The most recent National Comprehensive Cancer Network (NCCN) guidelines advocate the use of SLNB for patients with localized stage I and II melanoma, as well as in patients with resectable satellite and in-transit disease (available at nccn.org). The guidelines state that patients with SLNB-positive stage III nodal disease should be offered complete lymph node dissection (CLND) with or without adjuvant therapy. However, that recommendation may change with the publication of the second Multicenter Selective Lymphadenectomy Trial (N Engl J Med. 2017;376:2211–2222). The MSLT-II team found that
immediate CLND increased the rate of regional control and provided prognostic information but did not affect overall survival of patients with stage III melanoma.
“This has been a paradigm shift,” Dr. Bradford said. “This is pretty new data that will necessitate a multidisciplinary conversation and a willingness to offer either a nodal dissection or observation and then referral to a medical oncologist,” she said.
Non-Melanoma Skin Cancers. Basal cell carcinoma (BCC) is by far the most common form of skin cancer in the United States, making up about 75% of cases. According to the NCCN, BCCs occur in two million Americans annually—more than the incidence of all other cancers combined (nccn.org). Although rarely life threatening, with a metastatic rate of <0.1%, BCC can be disfiguring if left unchecked, involving extensive areas of soft tissue, cartilage, and bone, according to Dr. Zanation.

◆ SUPPLIED INFORMATION:
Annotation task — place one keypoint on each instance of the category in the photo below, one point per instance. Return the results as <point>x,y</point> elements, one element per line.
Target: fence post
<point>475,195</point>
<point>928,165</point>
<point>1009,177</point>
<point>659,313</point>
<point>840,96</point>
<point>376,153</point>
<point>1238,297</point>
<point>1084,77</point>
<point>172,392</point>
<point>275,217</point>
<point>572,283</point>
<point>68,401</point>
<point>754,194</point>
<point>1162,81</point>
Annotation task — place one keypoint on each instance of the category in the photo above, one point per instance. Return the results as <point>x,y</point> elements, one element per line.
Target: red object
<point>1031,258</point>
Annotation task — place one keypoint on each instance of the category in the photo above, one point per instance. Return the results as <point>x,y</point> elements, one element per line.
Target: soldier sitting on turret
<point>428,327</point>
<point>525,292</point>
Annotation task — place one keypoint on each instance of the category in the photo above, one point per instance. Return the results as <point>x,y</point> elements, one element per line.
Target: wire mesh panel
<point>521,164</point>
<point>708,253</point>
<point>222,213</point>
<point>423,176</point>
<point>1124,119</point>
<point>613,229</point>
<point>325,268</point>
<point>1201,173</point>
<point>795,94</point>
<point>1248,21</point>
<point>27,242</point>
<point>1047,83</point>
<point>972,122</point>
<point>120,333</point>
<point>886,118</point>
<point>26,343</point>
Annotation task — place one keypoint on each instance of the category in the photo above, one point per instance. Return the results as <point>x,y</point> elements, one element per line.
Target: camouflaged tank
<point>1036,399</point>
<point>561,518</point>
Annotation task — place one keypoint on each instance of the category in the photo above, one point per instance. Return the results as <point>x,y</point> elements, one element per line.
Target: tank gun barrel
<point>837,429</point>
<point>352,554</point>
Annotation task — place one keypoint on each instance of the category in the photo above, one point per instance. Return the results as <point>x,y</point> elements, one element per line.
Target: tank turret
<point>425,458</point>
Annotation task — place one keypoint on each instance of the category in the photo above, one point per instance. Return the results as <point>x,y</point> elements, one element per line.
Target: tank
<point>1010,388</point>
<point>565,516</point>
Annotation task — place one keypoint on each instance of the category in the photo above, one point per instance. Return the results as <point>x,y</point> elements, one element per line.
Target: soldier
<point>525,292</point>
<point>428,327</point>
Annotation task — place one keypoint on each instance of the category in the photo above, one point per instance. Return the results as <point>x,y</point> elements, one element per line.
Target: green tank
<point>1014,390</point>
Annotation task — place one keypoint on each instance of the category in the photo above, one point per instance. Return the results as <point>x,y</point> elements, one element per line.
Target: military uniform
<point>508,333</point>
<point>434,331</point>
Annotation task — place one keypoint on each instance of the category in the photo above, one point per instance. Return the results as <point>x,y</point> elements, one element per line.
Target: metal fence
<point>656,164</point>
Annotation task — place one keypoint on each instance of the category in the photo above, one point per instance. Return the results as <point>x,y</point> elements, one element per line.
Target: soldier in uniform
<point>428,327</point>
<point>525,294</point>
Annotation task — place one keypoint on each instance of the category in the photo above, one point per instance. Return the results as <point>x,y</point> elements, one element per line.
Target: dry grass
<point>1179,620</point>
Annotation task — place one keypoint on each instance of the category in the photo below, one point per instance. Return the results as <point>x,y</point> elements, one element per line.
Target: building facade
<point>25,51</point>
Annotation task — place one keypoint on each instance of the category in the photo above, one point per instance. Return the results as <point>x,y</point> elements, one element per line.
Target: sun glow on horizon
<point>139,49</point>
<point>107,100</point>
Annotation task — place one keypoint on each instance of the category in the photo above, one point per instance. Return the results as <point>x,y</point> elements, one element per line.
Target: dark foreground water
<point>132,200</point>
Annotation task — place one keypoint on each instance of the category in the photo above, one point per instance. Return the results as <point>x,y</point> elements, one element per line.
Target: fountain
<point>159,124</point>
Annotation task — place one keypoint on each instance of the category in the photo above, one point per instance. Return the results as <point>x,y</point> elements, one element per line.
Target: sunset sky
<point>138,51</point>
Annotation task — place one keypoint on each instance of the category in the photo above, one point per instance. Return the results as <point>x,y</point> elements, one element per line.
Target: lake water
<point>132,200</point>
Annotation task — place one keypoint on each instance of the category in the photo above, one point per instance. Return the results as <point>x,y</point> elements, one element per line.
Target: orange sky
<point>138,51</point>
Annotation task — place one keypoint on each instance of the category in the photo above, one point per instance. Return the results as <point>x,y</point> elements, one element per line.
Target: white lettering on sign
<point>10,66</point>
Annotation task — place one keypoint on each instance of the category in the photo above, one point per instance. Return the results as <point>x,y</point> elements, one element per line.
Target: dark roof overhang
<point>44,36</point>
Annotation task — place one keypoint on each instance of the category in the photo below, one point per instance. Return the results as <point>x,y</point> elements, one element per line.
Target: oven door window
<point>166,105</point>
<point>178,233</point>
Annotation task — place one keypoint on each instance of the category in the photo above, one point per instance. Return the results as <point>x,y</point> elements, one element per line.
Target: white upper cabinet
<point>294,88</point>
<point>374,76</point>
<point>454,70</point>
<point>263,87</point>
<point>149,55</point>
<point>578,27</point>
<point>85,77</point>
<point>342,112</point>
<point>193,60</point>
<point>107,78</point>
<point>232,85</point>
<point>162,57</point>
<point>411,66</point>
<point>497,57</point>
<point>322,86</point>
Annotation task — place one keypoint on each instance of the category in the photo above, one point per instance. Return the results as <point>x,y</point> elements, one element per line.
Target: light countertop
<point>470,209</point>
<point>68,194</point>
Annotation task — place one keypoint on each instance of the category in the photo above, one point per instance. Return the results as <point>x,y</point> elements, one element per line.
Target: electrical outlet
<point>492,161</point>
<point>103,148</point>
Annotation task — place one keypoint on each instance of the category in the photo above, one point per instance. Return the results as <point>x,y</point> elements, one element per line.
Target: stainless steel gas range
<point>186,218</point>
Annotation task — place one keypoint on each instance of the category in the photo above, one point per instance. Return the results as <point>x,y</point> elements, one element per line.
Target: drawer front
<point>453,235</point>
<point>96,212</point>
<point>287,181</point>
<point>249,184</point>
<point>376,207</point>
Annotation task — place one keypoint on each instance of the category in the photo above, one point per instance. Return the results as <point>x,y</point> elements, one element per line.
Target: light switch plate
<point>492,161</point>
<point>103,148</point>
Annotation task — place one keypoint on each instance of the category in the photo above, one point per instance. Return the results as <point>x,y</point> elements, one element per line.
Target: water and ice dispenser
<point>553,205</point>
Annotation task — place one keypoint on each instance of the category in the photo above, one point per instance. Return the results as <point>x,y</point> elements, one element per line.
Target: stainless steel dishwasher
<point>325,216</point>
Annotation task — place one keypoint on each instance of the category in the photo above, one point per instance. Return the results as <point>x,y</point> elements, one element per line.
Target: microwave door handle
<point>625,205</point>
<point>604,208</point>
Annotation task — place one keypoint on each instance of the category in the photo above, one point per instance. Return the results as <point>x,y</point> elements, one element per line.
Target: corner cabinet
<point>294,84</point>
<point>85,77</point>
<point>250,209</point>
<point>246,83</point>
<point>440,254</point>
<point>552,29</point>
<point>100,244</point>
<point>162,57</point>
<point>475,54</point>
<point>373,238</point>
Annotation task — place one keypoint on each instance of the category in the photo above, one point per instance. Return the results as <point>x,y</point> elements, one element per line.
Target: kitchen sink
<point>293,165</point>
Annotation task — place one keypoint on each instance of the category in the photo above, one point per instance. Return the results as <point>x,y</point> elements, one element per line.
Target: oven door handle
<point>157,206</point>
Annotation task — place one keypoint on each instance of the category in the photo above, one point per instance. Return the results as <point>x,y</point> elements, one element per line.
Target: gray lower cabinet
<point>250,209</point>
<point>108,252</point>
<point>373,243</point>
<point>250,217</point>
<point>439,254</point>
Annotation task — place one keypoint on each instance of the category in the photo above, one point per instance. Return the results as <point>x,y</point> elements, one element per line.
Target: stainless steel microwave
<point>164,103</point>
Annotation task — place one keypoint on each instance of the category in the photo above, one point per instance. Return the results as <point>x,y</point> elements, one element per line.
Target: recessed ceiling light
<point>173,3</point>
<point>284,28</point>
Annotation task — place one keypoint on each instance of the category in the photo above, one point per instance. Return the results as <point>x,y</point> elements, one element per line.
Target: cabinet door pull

◆ WHAT TO WORK ON:
**A)** According to the skin cancer text, about what share of skin cancer cases in the United States are basal cell carcinoma?
**B)** Write out the part of the skin cancer text from "Non-Melanoma Skin Cancers." up to and including "to Dr. Zanation.".
**C)** Continue the skin cancer text from the point where it stops.

◆ RESULTS FOR THE EXERCISE:
**A)** About 75% of cases.

**B)**
Non-Melanoma Skin Cancers. Basal cell carcinoma (BCC) is by far the most common form of skin cancer in the United States, making up about 75% of cases. According to the NCCN, BCCs occur in two million Americans annually—more than the incidence of all other cancers combined (nccn.org). Although rarely life threatening, with a metastatic rate of <0.1%, BCC can be disfiguring if left unchecked, involving extensive areas of soft tissue, cartilage, and bone, according to Dr. Zanation.

**C)**
MMS is the preferred surgical technique for localized BCC because it allows intraoperative biopsy of the entire excision margin. Published studies have found that MMS is associated with a five-year recurrence rate of 1.0% for primary BCC, and 5.6% for recurrent BCC (J Dermatol Surg Oncol 1989;15:315–328; J Dermatol Surg Oncol 1989;15:424–431).
Squamous cell carcinoma (SCC) is the second most common skin cancer. But unlike BCC, SCC may be more invasive, Dr. Zanation noted. Because of that, SLNB is now being applied to SCC. “SLNB or elective node dissection is absolutely essential for staging of the advanced SCC,” he added.
Reconstruction. Today, the trained facial plastic surgeon is very comfortable performing nasal surgery, both aesthetic and reconstructive. “We are regarded by many as having true expertise in this area of facial plastic surgery. Becoming the authority in rhinoplasty is relatively new,” Dr. Park said.
Forty percent of Dr. Park’s practice is performing facial reconstruction after skin cancer. This comes from a one-year intensive fellowship in facial plastic surgery that followed a five-year residency training in otolaryngology–head and neck surgery.